THE PROBLEM
The answer must repeat every record exactly, with all pictures omitted.

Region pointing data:
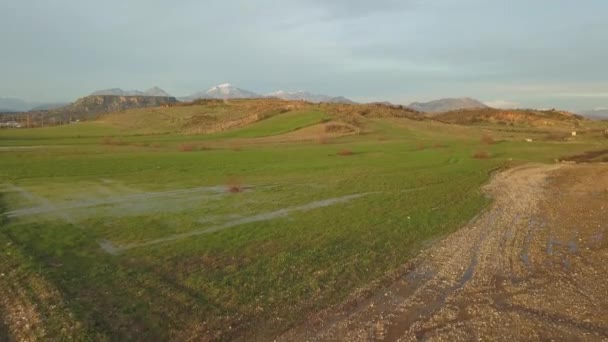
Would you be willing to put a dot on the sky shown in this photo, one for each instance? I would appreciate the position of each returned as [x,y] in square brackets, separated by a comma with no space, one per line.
[517,53]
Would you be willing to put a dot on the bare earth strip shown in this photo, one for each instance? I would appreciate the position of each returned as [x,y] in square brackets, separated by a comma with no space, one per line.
[111,249]
[531,267]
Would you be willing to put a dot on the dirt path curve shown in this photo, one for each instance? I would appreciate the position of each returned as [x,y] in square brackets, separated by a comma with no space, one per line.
[533,266]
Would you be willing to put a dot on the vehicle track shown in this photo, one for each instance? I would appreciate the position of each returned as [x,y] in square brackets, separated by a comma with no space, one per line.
[532,266]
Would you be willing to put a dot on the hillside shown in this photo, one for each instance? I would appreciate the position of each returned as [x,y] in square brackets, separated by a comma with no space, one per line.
[446,105]
[527,117]
[90,107]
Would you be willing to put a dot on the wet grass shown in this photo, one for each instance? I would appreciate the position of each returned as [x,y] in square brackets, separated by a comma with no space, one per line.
[250,280]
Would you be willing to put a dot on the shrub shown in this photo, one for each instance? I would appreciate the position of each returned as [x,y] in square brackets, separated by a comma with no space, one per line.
[186,148]
[488,140]
[481,155]
[345,152]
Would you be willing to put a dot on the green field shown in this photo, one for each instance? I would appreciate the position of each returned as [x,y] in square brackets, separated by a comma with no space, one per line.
[112,235]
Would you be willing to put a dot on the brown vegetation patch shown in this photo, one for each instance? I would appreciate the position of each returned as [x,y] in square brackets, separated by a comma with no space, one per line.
[557,136]
[338,128]
[113,142]
[345,152]
[481,155]
[488,140]
[186,147]
[588,157]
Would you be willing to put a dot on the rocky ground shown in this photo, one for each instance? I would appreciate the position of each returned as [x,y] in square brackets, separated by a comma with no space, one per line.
[531,267]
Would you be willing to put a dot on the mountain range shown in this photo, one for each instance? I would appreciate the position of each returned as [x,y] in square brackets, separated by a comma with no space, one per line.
[154,91]
[228,91]
[309,97]
[596,114]
[11,104]
[446,105]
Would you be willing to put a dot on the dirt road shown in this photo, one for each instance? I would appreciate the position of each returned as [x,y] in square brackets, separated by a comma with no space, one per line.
[534,266]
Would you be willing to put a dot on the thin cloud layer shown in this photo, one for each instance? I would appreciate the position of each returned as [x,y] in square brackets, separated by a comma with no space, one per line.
[400,51]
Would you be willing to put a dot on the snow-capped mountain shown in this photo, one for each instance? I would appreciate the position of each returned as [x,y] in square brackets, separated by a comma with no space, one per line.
[154,91]
[223,91]
[306,96]
[446,105]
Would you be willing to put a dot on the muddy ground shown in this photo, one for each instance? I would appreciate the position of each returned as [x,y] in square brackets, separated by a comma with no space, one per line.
[533,266]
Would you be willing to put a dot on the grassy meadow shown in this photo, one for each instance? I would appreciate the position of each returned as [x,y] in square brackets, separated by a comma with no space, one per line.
[136,232]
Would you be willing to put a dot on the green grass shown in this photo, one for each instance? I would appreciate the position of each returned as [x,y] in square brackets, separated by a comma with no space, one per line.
[251,280]
[276,125]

RESPONSE TO THIS TASK
Would you be willing to put a dot on the sky shown in this photo, one for each instance? I would appreciate the position of each returned as [x,y] in square brackets, separated by a comma with no space, one per line.
[517,53]
Would you be willing to put a dot on the bare earth strip shown in this photo, one for each instance? I would appreciate the position of each returned as [x,y] in square brackets, separated by a comma with no space, one per line.
[111,249]
[531,267]
Would you be willing to put a dot on the dirt path curve shown in this photo, one for each instance? I would appreciate the position of each returned as [x,y] in square brackets, separated by a comma with no space, one per line.
[533,266]
Would you be willing to put a dot on the vehicle track shown in this photo, one for each instance? I would appreciate the position of each returned as [x,y] in square brackets, separated by a comma with no space, one per line.
[532,266]
Would you be willing to put a dot on the hillside shown in this photo, one for each instance? I would appreciate the position of each returned as [x,y] in square brackets, separated by a comma with no space, one per line.
[446,105]
[527,117]
[90,107]
Would you be willing to put a dot on the wet grass shown in this photo, one for each instance? I would appreciate the position of each returned as [x,y] in square brackets, separated by a comma with no space, one per line.
[250,280]
Would you be willing to put a dot on the shrub shown in this photo, one for each instance? I would appreciate the position of each returned as [x,y] in square brackets, separated by a comma with no space, one per line.
[186,148]
[488,140]
[481,155]
[345,152]
Would you be willing to put a dot on the green field shown in this photo, one for each instance? I would appreciate the position of each returned as [x,y] in square brackets, separated by a comma with no space, one per line.
[112,235]
Would you be willing to put a dot on the brown vegetation patch shown in this photo, one for each instance? I would appreciate the position of each returned as [x,y] in square brackets, separated by a comma with no space, one per line.
[557,136]
[338,128]
[113,142]
[345,152]
[481,155]
[488,140]
[186,147]
[588,157]
Would you be willing to put a dot on the rocky ground shown in this photo, one for each instance? I would appreciate the position of each returned as [x,y] in square brackets, separated by a comma with no space, one per line.
[531,267]
Would you be willing to put a dot on the mountain range shown in this photo, one for each instance? I would appreciate the position of each returned as [x,y] in square brackets, separated by a comma with no space, one per line.
[154,91]
[228,91]
[309,97]
[596,114]
[11,104]
[446,105]
Would you be willing to put a dot on the dirt road shown in this photo, one for each instance? I would appreciate the position of each returned as [x,y] in square brackets, separated by a comma with no space, one per line.
[534,266]
Would you be willing to put a dot on the thin cloud layer shown in this photo, one for each instance? I would appreciate the position of each returned as [x,y] in square brackets, separated by a comma with no space, one per line.
[400,51]
Would you be willing to put a dot on the snow-capped mountain shown in this photo, one for each instance? I would appreciate the position of each returned as [x,y] in square brackets, separated by a comma with no space, one per line.
[154,91]
[223,91]
[306,96]
[446,105]
Would you be willing to put a dot on the muddy ground shown in this photo, one for each instance? I would appreciate the position of each returned as [x,y] in square brackets, separated by a comma with no space, one per line.
[533,266]
Would you be willing to put a dot on the grassy meadow shown in this photo, one for each instance? I would appreciate the position of each returned as [x,y] in square brackets, separated by a comma with no space, one per line.
[136,232]
Would you be willing to put a dot on the green grass shown in this photo, one for each instance? I would appreciate the position of each returned as [x,y] in square brackets, separated by a comma with no space, one per line.
[251,280]
[276,125]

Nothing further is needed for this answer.